* _DATA SUPPLIED_:
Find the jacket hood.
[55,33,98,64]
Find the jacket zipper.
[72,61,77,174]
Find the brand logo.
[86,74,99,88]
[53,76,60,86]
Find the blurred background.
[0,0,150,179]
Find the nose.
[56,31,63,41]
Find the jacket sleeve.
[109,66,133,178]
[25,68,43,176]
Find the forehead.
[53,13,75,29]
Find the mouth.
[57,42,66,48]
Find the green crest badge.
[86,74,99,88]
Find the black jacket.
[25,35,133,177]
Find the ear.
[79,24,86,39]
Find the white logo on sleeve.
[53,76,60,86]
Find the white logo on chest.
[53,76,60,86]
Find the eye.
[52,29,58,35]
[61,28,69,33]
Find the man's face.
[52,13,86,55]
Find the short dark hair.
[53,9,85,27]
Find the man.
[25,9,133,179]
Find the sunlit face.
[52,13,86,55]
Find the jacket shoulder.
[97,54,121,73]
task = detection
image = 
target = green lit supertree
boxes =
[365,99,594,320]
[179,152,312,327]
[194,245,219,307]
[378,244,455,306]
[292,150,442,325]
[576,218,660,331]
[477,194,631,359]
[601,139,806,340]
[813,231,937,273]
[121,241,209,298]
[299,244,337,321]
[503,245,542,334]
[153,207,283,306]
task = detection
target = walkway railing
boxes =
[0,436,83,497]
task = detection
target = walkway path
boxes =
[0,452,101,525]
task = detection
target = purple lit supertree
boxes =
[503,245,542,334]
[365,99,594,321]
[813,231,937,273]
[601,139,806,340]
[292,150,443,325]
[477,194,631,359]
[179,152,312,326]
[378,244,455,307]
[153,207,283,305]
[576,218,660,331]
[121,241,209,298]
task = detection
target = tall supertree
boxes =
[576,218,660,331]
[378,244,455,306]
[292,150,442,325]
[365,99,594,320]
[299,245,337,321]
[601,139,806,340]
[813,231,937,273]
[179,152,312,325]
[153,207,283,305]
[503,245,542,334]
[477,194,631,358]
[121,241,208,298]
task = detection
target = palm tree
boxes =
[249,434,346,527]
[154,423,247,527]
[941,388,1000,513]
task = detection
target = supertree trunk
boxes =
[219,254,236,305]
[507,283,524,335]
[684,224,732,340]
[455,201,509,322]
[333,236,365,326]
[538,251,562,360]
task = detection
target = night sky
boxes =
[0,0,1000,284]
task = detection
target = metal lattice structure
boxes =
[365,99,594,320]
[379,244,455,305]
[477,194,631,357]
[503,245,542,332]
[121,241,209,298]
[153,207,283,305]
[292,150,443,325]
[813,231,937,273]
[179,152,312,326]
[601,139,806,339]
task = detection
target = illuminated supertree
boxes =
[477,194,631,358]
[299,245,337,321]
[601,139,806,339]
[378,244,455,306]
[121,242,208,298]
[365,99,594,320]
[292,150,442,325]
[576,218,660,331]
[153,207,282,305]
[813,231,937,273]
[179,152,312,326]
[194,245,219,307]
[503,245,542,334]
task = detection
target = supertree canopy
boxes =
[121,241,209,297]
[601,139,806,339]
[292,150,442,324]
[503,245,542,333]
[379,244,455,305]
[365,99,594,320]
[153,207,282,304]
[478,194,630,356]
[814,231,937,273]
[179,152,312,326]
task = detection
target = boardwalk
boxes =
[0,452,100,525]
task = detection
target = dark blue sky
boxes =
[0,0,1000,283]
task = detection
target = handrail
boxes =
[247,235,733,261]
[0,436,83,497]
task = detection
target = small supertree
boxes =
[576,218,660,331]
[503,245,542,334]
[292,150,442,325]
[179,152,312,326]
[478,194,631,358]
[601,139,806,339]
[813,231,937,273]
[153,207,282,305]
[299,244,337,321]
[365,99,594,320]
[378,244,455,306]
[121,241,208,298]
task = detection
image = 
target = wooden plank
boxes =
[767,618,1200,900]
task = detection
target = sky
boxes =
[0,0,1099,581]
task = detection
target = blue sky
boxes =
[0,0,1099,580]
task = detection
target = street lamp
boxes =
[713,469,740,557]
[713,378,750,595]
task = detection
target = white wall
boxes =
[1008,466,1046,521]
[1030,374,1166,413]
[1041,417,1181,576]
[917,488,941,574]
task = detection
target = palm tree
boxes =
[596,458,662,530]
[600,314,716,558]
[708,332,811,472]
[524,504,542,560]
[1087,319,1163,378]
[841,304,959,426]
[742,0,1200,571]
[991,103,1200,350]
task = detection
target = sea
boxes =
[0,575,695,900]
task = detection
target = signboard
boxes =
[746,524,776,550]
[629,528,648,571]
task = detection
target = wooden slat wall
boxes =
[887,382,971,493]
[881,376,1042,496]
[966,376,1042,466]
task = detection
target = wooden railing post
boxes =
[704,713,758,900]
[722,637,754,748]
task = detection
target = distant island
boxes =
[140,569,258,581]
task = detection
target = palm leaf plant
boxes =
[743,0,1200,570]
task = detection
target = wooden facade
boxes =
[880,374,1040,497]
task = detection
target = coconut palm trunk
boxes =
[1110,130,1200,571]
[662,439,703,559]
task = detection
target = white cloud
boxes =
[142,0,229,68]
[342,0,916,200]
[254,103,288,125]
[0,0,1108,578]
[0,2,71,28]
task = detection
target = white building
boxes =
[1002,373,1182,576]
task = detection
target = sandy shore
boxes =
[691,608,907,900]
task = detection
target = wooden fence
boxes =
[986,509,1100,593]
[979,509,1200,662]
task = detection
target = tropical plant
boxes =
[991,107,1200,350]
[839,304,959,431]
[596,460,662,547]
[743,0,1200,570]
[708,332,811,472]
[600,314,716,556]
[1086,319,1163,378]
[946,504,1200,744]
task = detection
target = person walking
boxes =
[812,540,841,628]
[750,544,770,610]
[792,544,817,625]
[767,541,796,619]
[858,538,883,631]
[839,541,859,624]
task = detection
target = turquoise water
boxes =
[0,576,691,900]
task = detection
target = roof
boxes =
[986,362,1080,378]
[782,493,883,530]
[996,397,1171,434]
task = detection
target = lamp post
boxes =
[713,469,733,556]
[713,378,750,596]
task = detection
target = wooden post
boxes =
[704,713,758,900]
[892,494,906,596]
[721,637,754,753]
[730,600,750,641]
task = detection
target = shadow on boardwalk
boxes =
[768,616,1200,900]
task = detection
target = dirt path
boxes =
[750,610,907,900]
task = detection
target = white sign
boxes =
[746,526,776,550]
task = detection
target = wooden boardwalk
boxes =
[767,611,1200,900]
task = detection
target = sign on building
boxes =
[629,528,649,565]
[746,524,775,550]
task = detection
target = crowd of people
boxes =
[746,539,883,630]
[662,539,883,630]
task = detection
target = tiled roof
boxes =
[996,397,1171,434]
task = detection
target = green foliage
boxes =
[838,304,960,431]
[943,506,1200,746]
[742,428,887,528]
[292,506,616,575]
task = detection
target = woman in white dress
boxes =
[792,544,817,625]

* _AIM OF THE TASK_:
Can you give the listing again from its first line up to and including the line with "[25,35,133,177]", keeping each request and scaling every bounding-box coordinate by 0.6, rounded to whole numbers with halves going up?

* _TASK ANSWER_:
Find the jacket hood.
[33,20,59,38]
Find the jacket zipper.
[43,37,46,104]
Find the brand logo.
[52,44,59,53]
[32,46,36,52]
Find the blurred background.
[0,0,90,107]
Find the nose.
[34,19,38,25]
Find the jacket sleeve.
[65,40,80,107]
[15,41,26,106]
Find the forehead.
[32,8,45,17]
Find the mouth.
[34,25,40,29]
Find the green crest badge.
[52,44,59,53]
Find the black jacket.
[15,21,80,106]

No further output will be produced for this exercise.